Excerpted passage -
· · ·

A tradition which goes back hundreds of years, eagle hunting is a dying practice of Kyrgyz life.Read more...
Kyrgyzstan - Travel and visas
Since July 2012 visitors from the European Union (except Bulgaria and Romania), North America and Australasia no longer need a visa to visit Kyrgyzstan for a period of up to 60 days. The same waiver also applies to citizens of Bosnia and Herzegovina, Monaco, Iceland, Liechtenstein, Norway, Switzerland, Turkey, Cuba, Japan, South Korea, Singapore, Malaysia, Mongolia, Brunei, most Gulf Arab states – Bahrain, Kuwait, Qatar, UAE, Saudi Arabia – Russia and former countries of the Soviet Union. If planning to stay longer than 60 days a visa will be required, which should be obtained either in advance at a Kyrgyz embassy or on arrival at Manas airport.
For those passport-holders of countries that do require a visa – mostly African, Middle Eastern, South Asian countries and China – these can be obtained in advance at a Kyrgyzstan embassy. Most will be required to obtain a visa support letter from the Consular Department of the Ministry of Foreign Affairs if travelling for business purposes or, if travelling privately or for the purposes of tourism, an invitation letter (usually referred to as LOI – ‘letter of invitation’) issued by the Ministry of Internal Affairs. This additional paperwork can be issued, at a price and with some advance notice, by contacting one of the Bishkek travel agents listed. Visas are normally issued for 30 days.
Citizens of a small number of countries that require visas are able to obtain them without providing visa support or a LOI, and can obtain visas on arrival by air for between US$50–100 depending on length of stay and whether single or double entry. The countries not requiring visa support are: Albania, Andorra, Argentina, Brazil, Bulgaria, Chile, Cyprus, Indonesia, Israel, Macedonia, Mexico, Montenegro, Oman, Philippines, Romania, San Marino, Serbia, South Africa, Thailand, Venezuela and Vietnam.
Kyrgyzstan’s main international airport is Manas Airport in Bishkek (airport code: FRU; Tel: 693 109; Email email@example.com; www.airport.kg) although a few flights from Russia also go direct to Osh. Manas Airport lies about 25km north of the capital, a 40-minute drive away.
From the UK
There are no longer any direct flights between the UK and Bishkek. The nearest airport for flights originating in London is Almaty in Kazakhstan, a four-hour drive from Bishkek. British Airways (www.britishairways.com) fly three or four times a week to Almaty for around £550 return. KLM (www.klm.com) offers a similar service but this requires a change of planes at Amsterdam.

· · ·

Listed records -
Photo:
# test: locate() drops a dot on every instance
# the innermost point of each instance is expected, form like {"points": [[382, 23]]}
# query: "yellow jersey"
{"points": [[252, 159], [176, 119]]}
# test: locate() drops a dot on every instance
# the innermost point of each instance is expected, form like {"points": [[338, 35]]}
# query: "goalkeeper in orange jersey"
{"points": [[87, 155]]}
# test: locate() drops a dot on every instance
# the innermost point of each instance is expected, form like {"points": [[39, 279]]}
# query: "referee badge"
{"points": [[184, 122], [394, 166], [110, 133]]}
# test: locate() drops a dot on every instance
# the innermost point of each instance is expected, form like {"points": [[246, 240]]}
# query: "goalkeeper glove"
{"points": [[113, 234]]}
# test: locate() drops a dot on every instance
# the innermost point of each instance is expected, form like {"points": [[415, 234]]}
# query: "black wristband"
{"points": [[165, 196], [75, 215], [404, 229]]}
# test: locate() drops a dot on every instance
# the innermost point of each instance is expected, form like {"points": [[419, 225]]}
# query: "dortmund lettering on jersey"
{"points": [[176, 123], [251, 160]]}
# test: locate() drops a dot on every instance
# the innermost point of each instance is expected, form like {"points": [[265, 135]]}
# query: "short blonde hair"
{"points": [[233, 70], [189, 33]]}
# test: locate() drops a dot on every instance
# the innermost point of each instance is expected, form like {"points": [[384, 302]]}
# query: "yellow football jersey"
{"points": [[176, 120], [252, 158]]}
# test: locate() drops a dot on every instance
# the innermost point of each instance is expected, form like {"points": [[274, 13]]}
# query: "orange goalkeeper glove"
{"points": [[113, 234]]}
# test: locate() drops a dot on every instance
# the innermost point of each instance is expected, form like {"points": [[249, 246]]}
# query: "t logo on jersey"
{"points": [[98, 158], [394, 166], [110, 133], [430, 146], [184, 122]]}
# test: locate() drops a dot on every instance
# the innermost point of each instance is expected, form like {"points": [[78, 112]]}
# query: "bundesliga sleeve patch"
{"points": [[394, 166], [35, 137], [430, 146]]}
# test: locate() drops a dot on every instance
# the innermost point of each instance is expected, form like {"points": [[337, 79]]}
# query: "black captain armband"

· · ·

Task list -
1. List the Gulf Arab states that the Kyrgyzstan travel and visas text names as having the 60-day visa waiver.
2. According to the Kyrgyzstan travel and visas text, how far is Manas Airport from the capital?
3. Continue the Kyrgyzstan travel and visas text from the point where it stops.

The responses -
1. Bahrain, Kuwait, Qatar, UAE, Saudi Arabia

2. It lies about 25km north of the capital, a 40-minute drive away.

3.
The best way to reach Kyrgyzstan by air from the UK or elsewhere in Europe is to fly to Moscow or Istanbul and then transfer to a direct Bishkek flight. Flying via Moscow, there are flights with Aeroflot (www.aeroflot.com) that change planes at Sheremetyevo airport. These start at about £400 return and fly daily but there is sometimes a long wait at the transit airport. A little more expensive, but more comfortable and reliable, are the daily flights with Turkish Airways (www.turkishairlines.com) via Istanbul’s Ataturk airport, which start around £420 return. Another, usually less expensive Turkish alternative is with the budget carrier Pegasus Airlines (www.flypgs.com) that flies daily to Bishkek from London Stansted via Istanbul’s Sabiha Gökçen Airport. These flights can cost as little as £330 return and represent a real bargain, even if you do have to buy all your own drinks and meals on board.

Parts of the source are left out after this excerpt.